• **PARTS OF THE EXERCISE**
**a)** How would you render this sentence from the fundraiser account in Spanish: "About 175 people were invited to the Palo Alto Country Club."
**b)** Answer these questions from the fundraiser account:
(i) In how many countries has Schools Online been working?
(ii) Where was the fundraising event held?
(iii) What were Pre-IPO companies encouraged to donate?

• **DOCUMENT SEGMENT**
--- Start ---
There's a rather poignant interview with the main Palestinian negotiator, Saeb
Erekat. It's a lot more telling than Edward Said's writing that was posted to
nettime today.

Last night I attended a fundraising here in Silicon Valley.  A wealthy Iranian
who made his money in semi-conductors started a non-profit called Schools
Online. They have been working in 17 countries, and their assistance and
training is quite good as any connectivity program that I've seen.

About 175 people were invited to the Palo Alto Country Club.  the parking lot
was filled with late model Mercedes, BMW's, Ferraris. After some snacks the
crowd took their seats and heard some introductions from the founder and a board
member.  Pre-IPO companies were encouraged to donate stock options for a big
expansion of the program.

Then the the directors of the Palestine and Israel school programs took the
stage. Both were stocky men in their 50's, and they had their arms around each
other like old pals leaving a bar. the affection between the Arab and the Jew
did not seemed feigned.  The Arab was from Ramalah where the crowd killed the
Israelis and the IDF retaliated with American gunships against the police HQ.
--- End ---
Box-labeled dataset extracts
--- Start ---
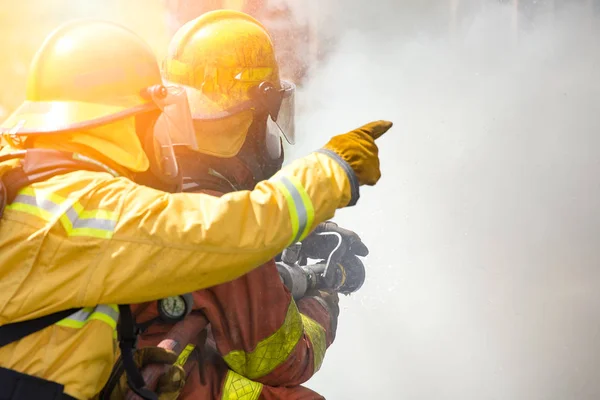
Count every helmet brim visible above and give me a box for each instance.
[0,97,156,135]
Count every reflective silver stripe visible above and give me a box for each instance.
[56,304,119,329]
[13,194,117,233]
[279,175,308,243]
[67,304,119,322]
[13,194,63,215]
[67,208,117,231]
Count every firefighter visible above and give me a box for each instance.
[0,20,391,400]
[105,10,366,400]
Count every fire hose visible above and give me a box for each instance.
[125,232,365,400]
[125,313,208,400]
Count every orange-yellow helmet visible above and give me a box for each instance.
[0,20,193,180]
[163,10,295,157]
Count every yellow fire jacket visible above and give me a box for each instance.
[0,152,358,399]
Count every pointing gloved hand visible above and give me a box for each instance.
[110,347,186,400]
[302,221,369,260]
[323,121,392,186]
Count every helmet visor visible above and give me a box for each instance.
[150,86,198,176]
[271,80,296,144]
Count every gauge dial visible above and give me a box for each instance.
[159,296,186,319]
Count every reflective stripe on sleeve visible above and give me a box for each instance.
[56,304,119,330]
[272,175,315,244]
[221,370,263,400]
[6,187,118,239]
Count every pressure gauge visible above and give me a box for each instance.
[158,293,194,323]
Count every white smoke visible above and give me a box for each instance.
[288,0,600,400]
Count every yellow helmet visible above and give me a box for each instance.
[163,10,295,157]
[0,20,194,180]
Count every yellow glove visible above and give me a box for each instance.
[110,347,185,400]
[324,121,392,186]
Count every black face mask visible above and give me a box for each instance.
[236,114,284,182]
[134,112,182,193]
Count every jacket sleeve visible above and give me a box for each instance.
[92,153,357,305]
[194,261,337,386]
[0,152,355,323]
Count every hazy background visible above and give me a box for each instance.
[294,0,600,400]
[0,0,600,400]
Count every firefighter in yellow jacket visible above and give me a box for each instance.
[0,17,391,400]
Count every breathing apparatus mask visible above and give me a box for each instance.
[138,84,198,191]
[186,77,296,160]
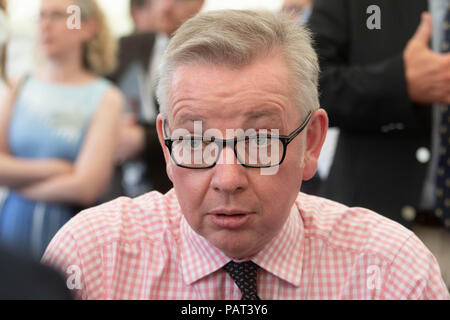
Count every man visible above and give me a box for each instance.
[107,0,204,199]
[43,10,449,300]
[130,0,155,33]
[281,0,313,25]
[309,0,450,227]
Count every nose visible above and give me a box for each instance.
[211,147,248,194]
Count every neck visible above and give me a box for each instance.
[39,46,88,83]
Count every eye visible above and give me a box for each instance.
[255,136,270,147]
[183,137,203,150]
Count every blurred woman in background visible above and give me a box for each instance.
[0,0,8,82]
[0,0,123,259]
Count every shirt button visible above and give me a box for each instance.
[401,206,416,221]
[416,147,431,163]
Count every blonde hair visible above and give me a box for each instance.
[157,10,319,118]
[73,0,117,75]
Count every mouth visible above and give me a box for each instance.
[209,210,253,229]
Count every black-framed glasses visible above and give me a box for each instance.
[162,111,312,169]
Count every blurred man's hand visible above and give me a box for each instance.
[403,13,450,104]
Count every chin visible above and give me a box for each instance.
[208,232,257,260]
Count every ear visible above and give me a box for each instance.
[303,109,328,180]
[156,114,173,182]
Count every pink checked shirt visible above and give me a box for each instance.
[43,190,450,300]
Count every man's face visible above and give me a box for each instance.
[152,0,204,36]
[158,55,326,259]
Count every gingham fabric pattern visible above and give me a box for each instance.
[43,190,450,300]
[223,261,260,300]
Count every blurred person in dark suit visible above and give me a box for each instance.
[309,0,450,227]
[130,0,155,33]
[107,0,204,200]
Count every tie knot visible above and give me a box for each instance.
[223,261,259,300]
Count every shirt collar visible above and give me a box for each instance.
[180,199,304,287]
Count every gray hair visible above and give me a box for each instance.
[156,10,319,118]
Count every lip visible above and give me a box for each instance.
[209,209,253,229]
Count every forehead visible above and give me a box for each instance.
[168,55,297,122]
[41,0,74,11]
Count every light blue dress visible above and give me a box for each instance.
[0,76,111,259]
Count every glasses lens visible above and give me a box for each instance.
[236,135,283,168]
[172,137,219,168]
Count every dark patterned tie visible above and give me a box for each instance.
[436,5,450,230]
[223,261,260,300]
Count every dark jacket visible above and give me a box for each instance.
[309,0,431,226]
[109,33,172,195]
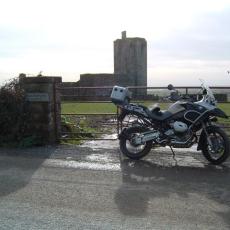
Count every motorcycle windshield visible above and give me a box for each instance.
--- End ---
• **RESPONSES PER TASK**
**a)** Unas 175 personas fueron invitadas al Palo Alto Country Club.

**b)**
(i) 17 countries
(ii) The Palo Alto Country Club
(iii) Stock options